En entrevista exclusiva para ‘Laberinto’, el ganador del Premio FIL de Literatura en Letras Romances, traza el mapa de sus intereses literarios, y repasa los hechos históricos que han marcado a su país natal, Mozambique.
Mia Couto nació en 1955 y vive desde entonces en Mozambique, país del sureste africano que se extiende sobre las costas del océano Índico. Es sobre este espacio y su gente que se funda su universo literario. Desde la publicación de su primera novela, Tierra sonámbula (1992), que le ganó el reconocimiento internacional, Couto ha publicado más de veinte libros, en su mayoría novelas y colecciones de cuentos. Dueño de una prosa seductora y profundamente poética, ha construido una mirada sensible y detenida a los complejos recovecos de la historia de Mozambique, que, poco después de conseguir su independencia de Portugal en 1975, entraría en una cruenta guerra civil que duró más de quince años.
El Premio de Literatura en Letras Romances que le fue otorgado por la FIL de Guadalajara el 2 de septiembre no solo reconoce el valor literario de su obra, sino contribuye a poner el foco en la riqueza de las literaturas africanas en lengua portuguesa. De hecho, los textos de Mia Couto pueden ser leídos como una ventana hacia los múltiples mundos que habitan ese territorio prácticamente incógnito para los lectores hispanoamericanos, mundos tan distantes y a la vez cercanos de la realidad latinoamericana. Fue acerca de estas conexiones que nos unen como excolonias ibéricas y como naciones herederas de lenguas romances, que conversamos en la biblioteca de la Fundación Leite Couto, en Maputo, la última semana de agosto.
Usted ha hablado en otras ocasiones sobre la posición periférica de la lengua portuguesa y particularmente de Mozambique en el mercado de la literatura mundial. ¿Qué significa para usted escribir desde la periferia y cuál fue el papel que aquellas otras “periferias” han jugado en su formación literaria?
========================
_Tarea planteada A_. Imprime, sin alterar nada, el tramo de la entrevista a Mia Couto comprendido entre "El Premio de" y "semana de agosto.", ambos incluidos.

(Registros de etiquetado de ubicaciones)
========================
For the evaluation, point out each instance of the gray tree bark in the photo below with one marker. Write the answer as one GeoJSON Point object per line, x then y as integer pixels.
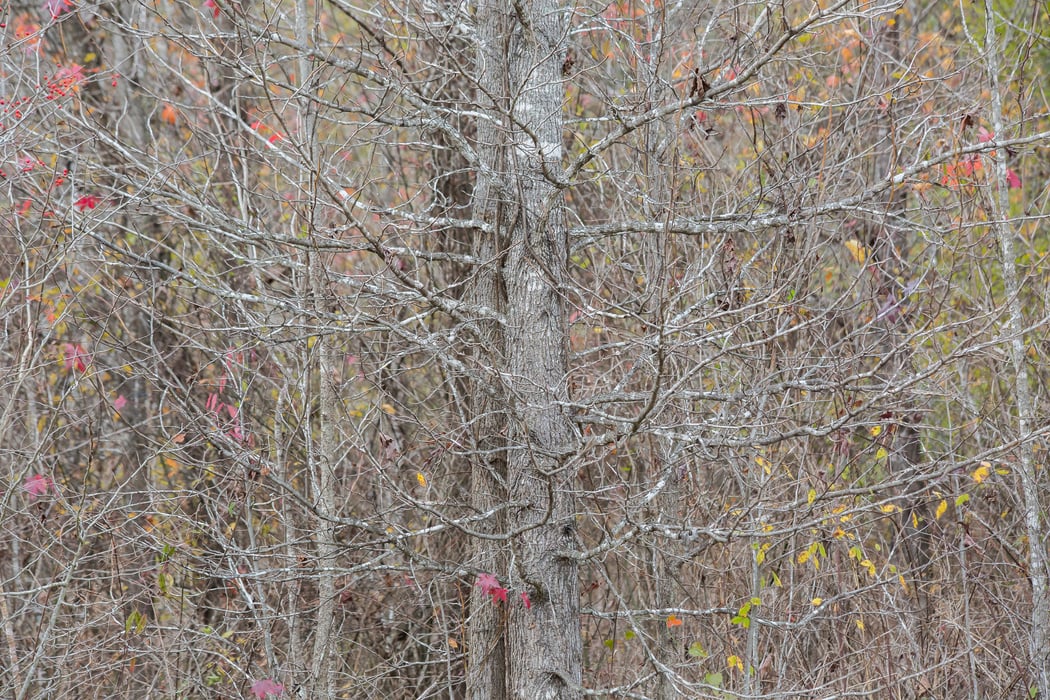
{"type": "Point", "coordinates": [538, 653]}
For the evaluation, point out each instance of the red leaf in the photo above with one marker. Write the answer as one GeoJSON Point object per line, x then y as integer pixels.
{"type": "Point", "coordinates": [487, 582]}
{"type": "Point", "coordinates": [87, 202]}
{"type": "Point", "coordinates": [264, 688]}
{"type": "Point", "coordinates": [37, 485]}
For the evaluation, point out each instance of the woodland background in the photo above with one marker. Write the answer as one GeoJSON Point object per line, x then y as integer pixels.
{"type": "Point", "coordinates": [423, 348]}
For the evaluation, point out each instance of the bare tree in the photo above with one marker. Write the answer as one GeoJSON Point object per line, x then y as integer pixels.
{"type": "Point", "coordinates": [433, 349]}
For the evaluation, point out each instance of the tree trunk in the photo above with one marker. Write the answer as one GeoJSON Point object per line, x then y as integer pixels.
{"type": "Point", "coordinates": [521, 56]}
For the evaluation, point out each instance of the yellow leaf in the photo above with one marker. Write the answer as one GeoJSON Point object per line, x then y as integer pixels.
{"type": "Point", "coordinates": [857, 250]}
{"type": "Point", "coordinates": [982, 472]}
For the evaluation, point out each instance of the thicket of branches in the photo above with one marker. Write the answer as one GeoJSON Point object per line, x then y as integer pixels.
{"type": "Point", "coordinates": [438, 349]}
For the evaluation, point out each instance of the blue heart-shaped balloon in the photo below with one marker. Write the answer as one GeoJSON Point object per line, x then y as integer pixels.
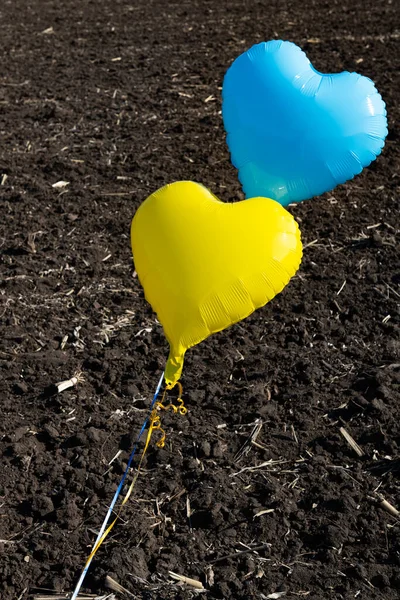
{"type": "Point", "coordinates": [293, 132]}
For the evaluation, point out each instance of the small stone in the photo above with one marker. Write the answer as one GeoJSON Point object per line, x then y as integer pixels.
{"type": "Point", "coordinates": [42, 505]}
{"type": "Point", "coordinates": [20, 433]}
{"type": "Point", "coordinates": [51, 431]}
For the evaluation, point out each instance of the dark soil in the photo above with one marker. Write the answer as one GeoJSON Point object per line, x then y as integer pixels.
{"type": "Point", "coordinates": [118, 98]}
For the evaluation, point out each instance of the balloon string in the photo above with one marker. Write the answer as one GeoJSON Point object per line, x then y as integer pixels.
{"type": "Point", "coordinates": [154, 424]}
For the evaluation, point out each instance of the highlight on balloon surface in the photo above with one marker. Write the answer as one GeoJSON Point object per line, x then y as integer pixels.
{"type": "Point", "coordinates": [293, 132]}
{"type": "Point", "coordinates": [205, 264]}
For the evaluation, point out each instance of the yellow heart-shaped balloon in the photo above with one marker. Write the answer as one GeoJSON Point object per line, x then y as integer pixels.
{"type": "Point", "coordinates": [205, 264]}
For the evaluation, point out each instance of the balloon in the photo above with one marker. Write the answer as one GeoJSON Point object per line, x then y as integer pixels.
{"type": "Point", "coordinates": [205, 264]}
{"type": "Point", "coordinates": [293, 132]}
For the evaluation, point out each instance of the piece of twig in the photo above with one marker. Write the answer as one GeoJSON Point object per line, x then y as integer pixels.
{"type": "Point", "coordinates": [117, 587]}
{"type": "Point", "coordinates": [244, 449]}
{"type": "Point", "coordinates": [192, 582]}
{"type": "Point", "coordinates": [65, 385]}
{"type": "Point", "coordinates": [235, 554]}
{"type": "Point", "coordinates": [352, 443]}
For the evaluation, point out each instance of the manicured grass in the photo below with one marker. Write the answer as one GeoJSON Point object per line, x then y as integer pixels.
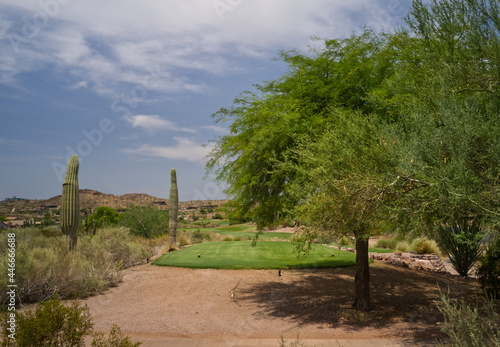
========================
_Tarea planteada B_. Identifica cada línea del listado en la que aparezca la palabra "dark" y cópiala íntegra.

_Resultado del ejercicio A_.
El Premio de Literatura en Letras Romances que le fue otorgado por la FIL de Guadalajara el 2 de septiembre no solo reconoce el valor literario de su obra, sino contribuye a poner el foco en la riqueza de las literaturas africanas en lengua portuguesa. De hecho, los textos de Mia Couto pueden ser leídos como una ventana hacia los múltiples mundos que habitan ese territorio prácticamente incógnito para los lectores hispanoamericanos, mundos tan distantes y a la vez cercanos de la realidad latinoamericana. Fue acerca de estas conexiones que nos unen como excolonias ibéricas y como naciones herederas de lenguas romances, que conversamos en la biblioteca de la Fundación Leite Couto, en Maputo, la última semana de agosto.

_Resultado del ejercicio B_.
For the evaluation, point out each instance of the dark soil in the photo above with one marker. Write the answer as one GeoJSON Point object per line, x then y as integer pixels.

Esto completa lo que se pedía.